I went in expecting the theater to be pretty empty, but it was a packed house. Movie was pretty good, though it did have its failings. It assumes that the audience has already read the book and agrees with the premise. It's also a bit rushed, but that's probably to be expected. Oh, and at the end, the audience gave it a standing ovation. God, I love Tucson.

Tam said...

Joe,

"We both really liked that the sex scene with Dagny was not the way Rand always portrayed an ideal man/woman relationship."

As my muse, Florence King, has pointed out, Ms. Rosenbaum was more than a bit of a misogynist. ;)


Mister_V,

"Oh, and at the end, the audience gave it a standing ovation. God, I love Tucson."

You'd love Indianapolis, then. Except for the part about the cold and the snow. ;)

Joe Huffman said...

The audience applauded in Bellevue Washington too.

Jeff said...

The audience was smaller than I'd have hoped for but everyone applauded at the end.

What was a little disturbing was seeing how many people showed up wearing alex jones 911 truth shirts and the little girl handing out infowars truther propaganda on the way out of the theater.

Anonymous said...

Speaking of target audiences and ironies...you'd think Rog would get that he is essentially pimping the film by panning it; wonder how many other "propagandists" he inspired to pad the numbers?

AT

loren said...

Rand's message in Atlas Shrugged is an important one but she does beat it to death, as she does with a different message in the Fountainhead.
Not much chance of it screening here in OZ but from the comments it seems there was a missed opportunity. If a talented, well funded bunch of people (Look what Mel Gibson did for Christians in the Passion of Christ) could have taken the novel and removed all the clunky, tedious dialog and outdated technology we could have had something great. Let's hope it makes a bunch of money and some greedy bastard behind the scenes in Hollywood get on the bandwagon for the next 2 films.

8Notch said...

I loved the movie. I was afraid it would end up looking like made-for-TV, low budget, outside-looking-in claptrap. Though somewhat stilted, and often in parts that were straight from the book, the dialog was pretty fair. It brought the point across, with only a few appropriate monologues, that the prevailing societal view that actions should be for the good of society, and not for the individual. The collectivist view was made to seem stifling and an impediment to the very progress that they claimed to be for. I very much liked how they handled all the political maneuverings. It frees the movie (not that Ebert or anyone else of this ilk would pay attention) from being dismissed as simply greedy me-first propaganda. The villains are crony capitalists, who abuse the system to achieve their own goals; mouthing collectivist mantras, they are destroying competitors and making their own fortunes. This is set against Dagny and Rearden, who though unabashedly are for their own self-interest, it is as the embodiment of the soul, the lifeblood, of their company. WIthout them, every employee would be in the street and the economy would die for all they keep running.

- **What to produce**
In the comments about the movie, where does Joe Huffman say the audience also applauded?

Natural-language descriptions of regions
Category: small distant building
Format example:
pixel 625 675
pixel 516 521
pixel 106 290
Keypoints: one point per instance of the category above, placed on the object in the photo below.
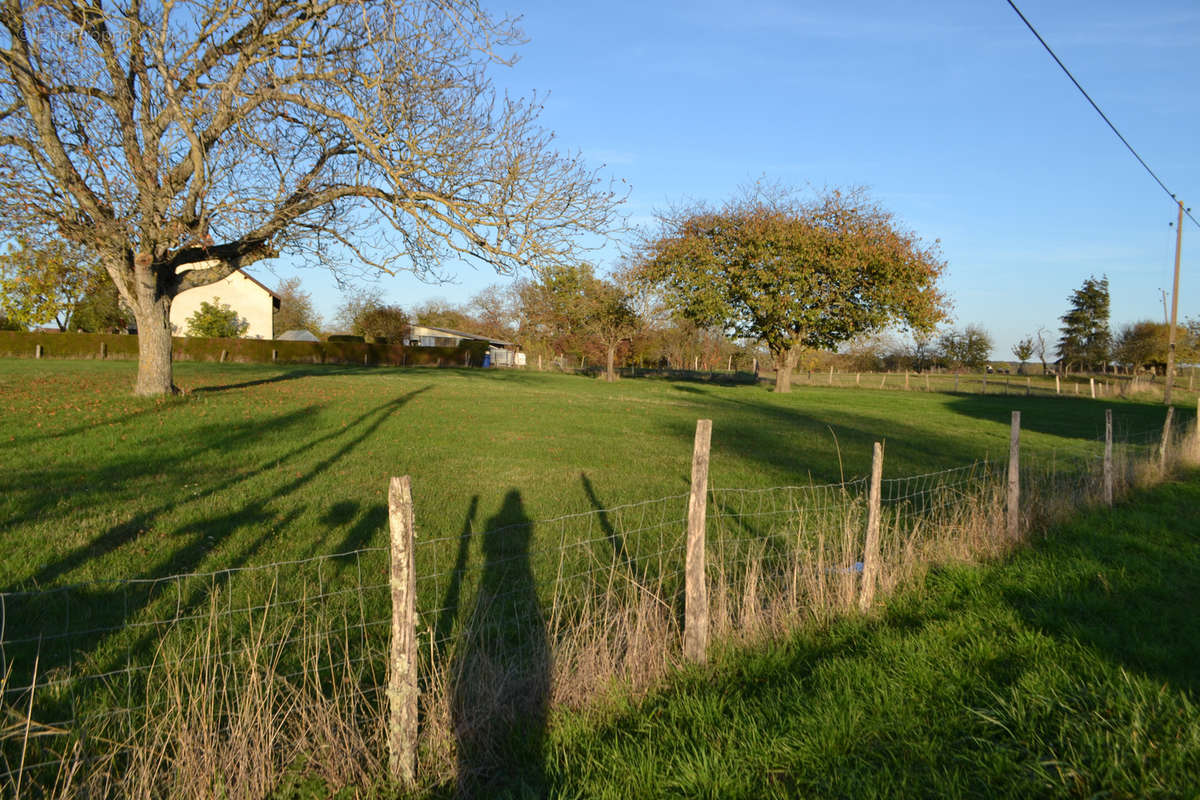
pixel 502 353
pixel 251 300
pixel 297 336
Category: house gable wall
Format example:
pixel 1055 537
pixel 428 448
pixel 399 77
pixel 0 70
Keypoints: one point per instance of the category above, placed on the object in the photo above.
pixel 252 302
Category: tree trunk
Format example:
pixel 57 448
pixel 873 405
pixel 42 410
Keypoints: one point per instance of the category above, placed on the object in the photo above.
pixel 153 312
pixel 784 365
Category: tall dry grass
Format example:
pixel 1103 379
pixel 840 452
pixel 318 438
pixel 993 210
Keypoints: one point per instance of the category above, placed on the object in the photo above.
pixel 297 701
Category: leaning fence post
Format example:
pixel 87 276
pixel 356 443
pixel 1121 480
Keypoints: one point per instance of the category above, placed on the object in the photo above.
pixel 1014 477
pixel 871 549
pixel 1108 456
pixel 695 626
pixel 402 660
pixel 1167 438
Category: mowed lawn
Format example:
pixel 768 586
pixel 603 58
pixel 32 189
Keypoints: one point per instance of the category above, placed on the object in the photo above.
pixel 261 463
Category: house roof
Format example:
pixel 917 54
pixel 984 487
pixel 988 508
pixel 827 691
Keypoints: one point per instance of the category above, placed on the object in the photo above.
pixel 463 335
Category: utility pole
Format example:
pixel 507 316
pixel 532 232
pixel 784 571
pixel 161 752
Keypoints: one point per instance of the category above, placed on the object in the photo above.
pixel 1175 310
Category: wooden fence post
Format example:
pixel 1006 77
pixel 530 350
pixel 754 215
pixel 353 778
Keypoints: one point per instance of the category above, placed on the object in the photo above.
pixel 1195 431
pixel 1108 456
pixel 871 549
pixel 402 693
pixel 1167 438
pixel 1014 477
pixel 695 626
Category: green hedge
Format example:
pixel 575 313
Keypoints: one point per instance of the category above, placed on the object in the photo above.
pixel 21 344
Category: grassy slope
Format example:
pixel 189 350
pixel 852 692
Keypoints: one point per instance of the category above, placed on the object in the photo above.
pixel 1069 671
pixel 262 463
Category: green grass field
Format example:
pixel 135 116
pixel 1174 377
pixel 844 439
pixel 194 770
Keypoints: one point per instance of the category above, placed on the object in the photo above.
pixel 1068 671
pixel 257 464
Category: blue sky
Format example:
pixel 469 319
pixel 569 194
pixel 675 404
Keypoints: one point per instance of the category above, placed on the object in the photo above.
pixel 949 112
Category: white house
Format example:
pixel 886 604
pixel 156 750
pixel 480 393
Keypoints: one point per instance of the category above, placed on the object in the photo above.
pixel 253 302
pixel 503 354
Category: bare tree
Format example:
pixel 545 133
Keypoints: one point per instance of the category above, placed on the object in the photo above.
pixel 1039 347
pixel 187 139
pixel 1023 350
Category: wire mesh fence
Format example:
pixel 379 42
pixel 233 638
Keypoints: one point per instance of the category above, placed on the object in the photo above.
pixel 509 620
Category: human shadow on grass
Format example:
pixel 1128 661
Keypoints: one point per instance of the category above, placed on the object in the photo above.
pixel 1123 583
pixel 501 673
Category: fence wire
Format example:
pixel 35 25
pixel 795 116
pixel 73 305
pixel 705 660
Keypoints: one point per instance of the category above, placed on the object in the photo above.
pixel 84 659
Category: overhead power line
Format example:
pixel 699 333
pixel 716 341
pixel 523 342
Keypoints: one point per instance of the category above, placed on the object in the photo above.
pixel 1103 115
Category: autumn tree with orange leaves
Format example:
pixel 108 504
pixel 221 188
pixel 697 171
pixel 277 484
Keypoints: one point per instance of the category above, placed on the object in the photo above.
pixel 796 275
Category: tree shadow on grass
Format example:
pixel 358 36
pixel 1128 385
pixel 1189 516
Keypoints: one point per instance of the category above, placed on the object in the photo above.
pixel 114 625
pixel 501 675
pixel 289 373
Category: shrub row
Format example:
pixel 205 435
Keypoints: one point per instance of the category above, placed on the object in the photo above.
pixel 22 344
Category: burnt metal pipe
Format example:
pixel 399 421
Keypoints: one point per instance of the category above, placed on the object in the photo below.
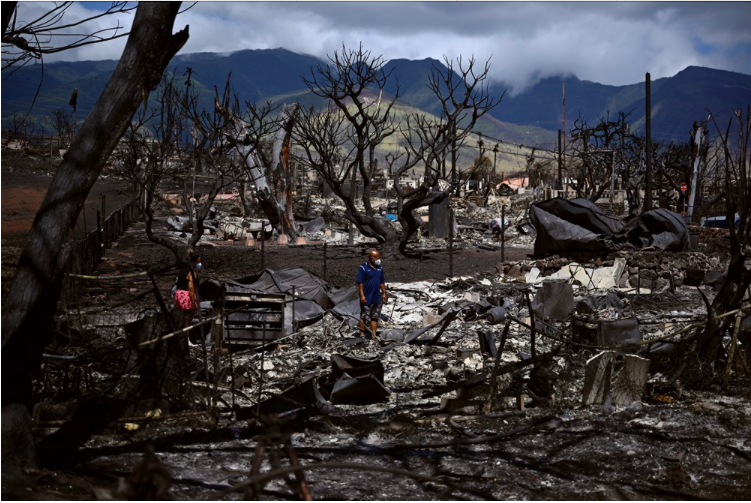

- **Response**
Bellevue, Washington.